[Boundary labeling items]

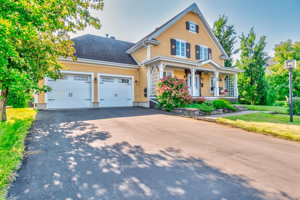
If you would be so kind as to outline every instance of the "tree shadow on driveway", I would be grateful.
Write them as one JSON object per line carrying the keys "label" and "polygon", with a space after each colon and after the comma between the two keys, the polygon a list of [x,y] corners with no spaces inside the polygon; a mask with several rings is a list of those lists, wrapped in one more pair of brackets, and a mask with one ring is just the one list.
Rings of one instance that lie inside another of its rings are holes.
{"label": "tree shadow on driveway", "polygon": [[40,116],[9,195],[22,199],[265,199],[242,175],[228,174],[180,149],[148,153],[86,122],[49,125]]}

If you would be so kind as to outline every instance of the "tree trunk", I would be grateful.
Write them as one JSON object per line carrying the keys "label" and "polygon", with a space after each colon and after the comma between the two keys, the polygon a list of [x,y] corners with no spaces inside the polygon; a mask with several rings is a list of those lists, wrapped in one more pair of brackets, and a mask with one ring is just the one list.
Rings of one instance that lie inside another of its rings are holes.
{"label": "tree trunk", "polygon": [[8,94],[8,88],[5,88],[1,92],[2,98],[0,99],[0,121],[6,121],[6,101]]}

**Requirement**
Update these rows by replacing every occurrence of "I would be grateful" with "I would appreciate it" and leaving all other text unchanged. Omit the pictures from your answer.

**The result**
If you would be so kind as to outline every instance of the "tree shadow on driveway", I would appreciate it.
Write them as one JSON object per line carrying the keys "label" and "polygon", with a space after each colon and after the comma between the two keys, the polygon a list of [x,y] corners with no spaces inside the polygon; a mask with several rings is a list of those lists, wrapped in one more pair of brackets, and a mask with one ring is just the one list.
Rings of one instance that lie inside another of its rings are holes.
{"label": "tree shadow on driveway", "polygon": [[40,116],[9,195],[22,199],[265,199],[242,175],[228,174],[180,149],[148,153],[86,122],[49,125]]}

If you would be so kind as to outline every instance of the "tree trunk", I would appreciate it.
Write them as one JSON object per line carrying the keys "label" and "polygon", with a space after each colon and after the comma between the two keys, the polygon a list of [x,y] corners with no spaces inside the polygon; a mask with several rings is a list of those lists, wrapped in one more pair of brackets, and a mask with one ring is just the one list.
Rings of one instance that lie inside another of its rings are holes.
{"label": "tree trunk", "polygon": [[8,94],[8,88],[5,88],[1,92],[2,98],[0,99],[0,121],[6,121],[6,101]]}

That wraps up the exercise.